下の本文を、最初から最後まで一字も変えずにそのまま出力してください。

**本文**:
::::

1972年、日産自動車に入社し、ブルーバードやセドリックなど爆発
的に売れたクルマの開発中枢で働いた。最後に手がけたのが、世界
初のマルチパフォーマンス・スーパーカー日産GT‐Rだった。

このクルマの開発・製造・販売すべての責任者を務めた。GT‐R
は、ポルシェやフェラーリを超え、ヨーロッパの超一流メーカーが
教科書として学ぶクルマになった。

本書のタイトル「非常識な本質」というのは、耳慣れない言葉で、
理解しにくいかもしれない。そこで、この言葉を理解してもらうた
めに、レース監督時代の話をしたい。

私の本職は、クルマの開発だが、1989年から95年まで日産子会社
のレーシングチームで畑違いのレース活動をやっていた。好きでや
っていたのではなく、突然の異動だ。当初は、完全に落ち込んだ。

【2】

当時のレース部門はヤバイ状態だった。市販車改造のレースでは、
スカイラインGT‐Rが50連勝していた。ところが、私が担当する
メーカー選手権のレースは、惨敗続きだった。

::::

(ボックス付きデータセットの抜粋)
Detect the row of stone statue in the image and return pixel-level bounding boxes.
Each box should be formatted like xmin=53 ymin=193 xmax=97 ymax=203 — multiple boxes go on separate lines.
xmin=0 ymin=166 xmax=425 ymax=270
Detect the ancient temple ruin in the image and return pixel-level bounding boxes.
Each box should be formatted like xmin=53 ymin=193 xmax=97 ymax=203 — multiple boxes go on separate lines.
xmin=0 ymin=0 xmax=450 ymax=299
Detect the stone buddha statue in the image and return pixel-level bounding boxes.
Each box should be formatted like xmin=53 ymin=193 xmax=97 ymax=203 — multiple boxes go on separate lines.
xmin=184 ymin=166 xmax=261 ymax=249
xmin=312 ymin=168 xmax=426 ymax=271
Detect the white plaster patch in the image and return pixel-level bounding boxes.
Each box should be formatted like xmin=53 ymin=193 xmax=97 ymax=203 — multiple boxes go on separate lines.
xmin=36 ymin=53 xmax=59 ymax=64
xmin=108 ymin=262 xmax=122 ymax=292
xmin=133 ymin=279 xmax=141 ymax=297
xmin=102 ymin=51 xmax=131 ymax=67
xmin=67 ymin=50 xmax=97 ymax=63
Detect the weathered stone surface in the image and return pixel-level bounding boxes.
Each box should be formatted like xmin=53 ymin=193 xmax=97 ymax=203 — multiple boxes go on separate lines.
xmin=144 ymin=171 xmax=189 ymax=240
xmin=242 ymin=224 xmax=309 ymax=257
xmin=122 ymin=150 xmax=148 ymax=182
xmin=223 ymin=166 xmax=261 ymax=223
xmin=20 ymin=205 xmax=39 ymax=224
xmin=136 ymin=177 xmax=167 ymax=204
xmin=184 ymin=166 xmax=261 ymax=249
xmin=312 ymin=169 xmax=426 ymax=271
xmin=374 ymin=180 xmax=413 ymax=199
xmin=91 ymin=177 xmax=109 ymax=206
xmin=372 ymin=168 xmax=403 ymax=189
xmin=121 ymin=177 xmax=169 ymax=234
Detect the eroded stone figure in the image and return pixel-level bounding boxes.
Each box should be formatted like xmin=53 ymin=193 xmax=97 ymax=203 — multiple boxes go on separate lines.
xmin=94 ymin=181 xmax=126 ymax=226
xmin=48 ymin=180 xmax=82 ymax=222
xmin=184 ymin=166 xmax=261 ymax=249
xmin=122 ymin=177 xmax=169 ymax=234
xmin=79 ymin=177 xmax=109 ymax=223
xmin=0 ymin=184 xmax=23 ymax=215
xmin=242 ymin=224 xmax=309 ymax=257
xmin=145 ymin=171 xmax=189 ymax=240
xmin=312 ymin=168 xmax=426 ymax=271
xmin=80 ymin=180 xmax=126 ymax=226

::::

**結果**:
1972年、日産自動車に入社し、ブルーバードやセドリックなど爆発
的に売れたクルマの開発中枢で働いた。最後に手がけたのが、世界
初のマルチパフォーマンス・スーパーカー日産GT‐Rだった。

このクルマの開発・製造・販売すべての責任者を務めた。GT‐R
は、ポルシェやフェラーリを超え、ヨーロッパの超一流メーカーが
教科書として学ぶクルマになった。

本書のタイトル「非常識な本質」というのは、耳慣れない言葉で、
理解しにくいかもしれない。そこで、この言葉を理解してもらうた
めに、レース監督時代の話をしたい。

私の本職は、クルマの開発だが、1989年から95年まで日産子会社
のレーシングチームで畑違いのレース活動をやっていた。好きでや
っていたのではなく、突然の異動だ。当初は、完全に落ち込んだ。

【2】

当時のレース部門はヤバイ状態だった。市販車改造のレースでは、
スカイラインGT‐Rが50連勝していた。ところが、私が担当する
メーカー選手権のレースは、惨敗続きだった。